**Directions**: All entries should be output exactly as they stand.

--- --- ---

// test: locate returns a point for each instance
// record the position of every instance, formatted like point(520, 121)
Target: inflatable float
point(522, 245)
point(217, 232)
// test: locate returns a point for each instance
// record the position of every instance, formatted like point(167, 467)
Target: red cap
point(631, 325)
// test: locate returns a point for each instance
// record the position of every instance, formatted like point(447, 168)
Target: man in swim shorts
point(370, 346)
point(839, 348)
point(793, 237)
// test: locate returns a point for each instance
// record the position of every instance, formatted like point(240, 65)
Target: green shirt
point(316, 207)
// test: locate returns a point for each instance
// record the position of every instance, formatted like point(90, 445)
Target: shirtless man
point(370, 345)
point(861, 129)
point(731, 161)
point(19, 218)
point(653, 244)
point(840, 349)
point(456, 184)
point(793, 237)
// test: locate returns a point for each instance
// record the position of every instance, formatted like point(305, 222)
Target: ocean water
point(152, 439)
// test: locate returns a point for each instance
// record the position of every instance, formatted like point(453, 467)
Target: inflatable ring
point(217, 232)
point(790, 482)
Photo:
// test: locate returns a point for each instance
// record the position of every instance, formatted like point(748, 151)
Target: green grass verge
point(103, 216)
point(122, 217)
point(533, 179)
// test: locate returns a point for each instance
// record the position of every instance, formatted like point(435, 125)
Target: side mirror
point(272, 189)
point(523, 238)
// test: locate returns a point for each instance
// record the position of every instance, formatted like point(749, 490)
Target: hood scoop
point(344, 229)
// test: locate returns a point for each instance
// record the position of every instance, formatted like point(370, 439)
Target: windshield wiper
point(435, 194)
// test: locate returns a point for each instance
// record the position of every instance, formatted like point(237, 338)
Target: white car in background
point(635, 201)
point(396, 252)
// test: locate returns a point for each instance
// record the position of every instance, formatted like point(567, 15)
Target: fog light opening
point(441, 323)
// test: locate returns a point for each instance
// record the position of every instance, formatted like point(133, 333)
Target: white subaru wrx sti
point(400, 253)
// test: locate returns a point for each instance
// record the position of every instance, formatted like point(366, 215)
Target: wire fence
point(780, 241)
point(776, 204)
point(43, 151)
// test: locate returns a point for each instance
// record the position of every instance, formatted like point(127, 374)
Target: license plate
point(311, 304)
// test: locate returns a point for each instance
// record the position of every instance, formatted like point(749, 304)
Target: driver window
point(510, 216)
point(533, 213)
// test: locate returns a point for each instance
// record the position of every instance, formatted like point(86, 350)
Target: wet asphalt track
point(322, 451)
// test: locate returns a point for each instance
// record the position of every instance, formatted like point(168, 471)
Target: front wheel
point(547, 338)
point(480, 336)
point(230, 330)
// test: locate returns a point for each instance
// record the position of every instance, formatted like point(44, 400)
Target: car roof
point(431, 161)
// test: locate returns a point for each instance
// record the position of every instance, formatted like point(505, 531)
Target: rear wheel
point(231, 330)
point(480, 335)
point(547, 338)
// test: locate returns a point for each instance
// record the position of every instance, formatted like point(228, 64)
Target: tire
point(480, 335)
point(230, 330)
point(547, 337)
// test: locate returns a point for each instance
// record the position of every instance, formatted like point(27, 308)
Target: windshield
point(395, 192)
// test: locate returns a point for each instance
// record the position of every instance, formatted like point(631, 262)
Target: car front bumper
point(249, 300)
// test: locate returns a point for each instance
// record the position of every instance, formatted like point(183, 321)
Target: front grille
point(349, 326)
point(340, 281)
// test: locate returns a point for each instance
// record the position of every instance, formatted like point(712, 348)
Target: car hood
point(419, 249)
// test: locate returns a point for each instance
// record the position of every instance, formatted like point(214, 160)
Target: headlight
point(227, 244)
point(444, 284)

--- --- ---

**Result of the exercise**:
// test: locate returns a point for each instance
// record the position of every instance, formatted like point(520, 121)
Target: inflatable float
point(522, 245)
point(217, 232)
// test: locate returns a point for each instance
// record the position of every instance, formatted like point(167, 467)
Target: red cap
point(631, 325)
// test: locate returns a point for each instance
// record the position of every instance, formatted like point(447, 168)
Target: man in swim shorts
point(370, 346)
point(839, 348)
point(793, 237)
// test: locate returns a point for each instance
// record the position of every instance, formatted like point(240, 65)
Target: green shirt
point(316, 207)
// test: locate returns a point for each instance
// record the position of every instance, formatted like point(90, 445)
Target: shirtless man
point(370, 345)
point(861, 129)
point(731, 161)
point(19, 218)
point(653, 244)
point(840, 349)
point(456, 184)
point(793, 237)
// test: locate returns a point for each instance
// record the position of every instance, formatted like point(305, 222)
Target: ocean water
point(152, 439)
// test: locate returns a point for each instance
// record the position of every instance, formatted like point(453, 467)
Target: inflatable ring
point(217, 232)
point(790, 482)
Photo:
// test: locate returns a point for each instance
// record the position of every instance, formatted like point(748, 151)
Target: green grass verge
point(103, 216)
point(122, 217)
point(533, 179)
// test: locate returns a point for each instance
// record the position of every instance, formatted like point(435, 125)
Target: side mirror
point(272, 189)
point(523, 238)
// test: locate returns a point for each instance
// record the position of every instance, formatted like point(749, 490)
Target: hood scoop
point(344, 229)
// test: locate returns a point for each instance
// record the position of every instance, formatted like point(370, 439)
Target: windshield wiper
point(435, 194)
// test: locate returns a point for each instance
// record the position of every instance, formatted like point(237, 338)
Target: white car in background
point(635, 201)
point(396, 252)
// test: locate returns a point for each instance
// record the position of every instance, formatted like point(567, 15)
Target: fog light opening
point(441, 323)
// test: locate returns a point for each instance
// record the position of every instance, formatted like point(133, 333)
Target: white subaru wrx sti
point(400, 253)
// test: locate returns a point for each instance
// record the position of every instance, formatted like point(366, 215)
Target: wire fence
point(780, 241)
point(776, 204)
point(43, 151)
// test: locate returns a point for each instance
// record the position of every instance, formatted like point(127, 374)
Target: license plate
point(311, 304)
// test: locate returns a point for each instance
// record the position of every instance, formatted like point(749, 304)
Target: driver window
point(510, 216)
point(533, 213)
// test: locate returns a point for each instance
// record the position of every instance, formatted like point(86, 350)
Target: wet asphalt track
point(322, 451)
// test: locate returns a point for each instance
// record the position of every instance, formatted like point(168, 471)
Target: front wheel
point(547, 338)
point(480, 336)
point(230, 330)
// test: locate returns a point for each instance
// record the position of every instance, formatted like point(44, 400)
Target: car roof
point(431, 161)
// test: locate returns a point for each instance
// record the position of every instance, formatted like point(505, 531)
Target: rear wheel
point(231, 330)
point(480, 335)
point(547, 338)
// test: locate returns a point for each instance
// record the position of every instance, formatted like point(228, 64)
Target: tire
point(480, 335)
point(230, 330)
point(547, 337)
// test: locate returns a point for each instance
// record the position of every instance, formatted like point(27, 308)
Target: windshield
point(395, 192)
// test: locate returns a point for each instance
// record the position of every instance, formatted like point(631, 262)
Target: car front bumper
point(249, 300)
// test: locate returns a point for each instance
// record the position of every instance, formatted like point(183, 321)
Target: front grille
point(349, 326)
point(340, 281)
// test: locate returns a point for each instance
// record the position of every instance, formatted like point(712, 348)
Target: car hood
point(419, 249)
// test: locate returns a point for each instance
// record the position of every instance, formatted like point(214, 160)
Target: headlight
point(227, 244)
point(444, 284)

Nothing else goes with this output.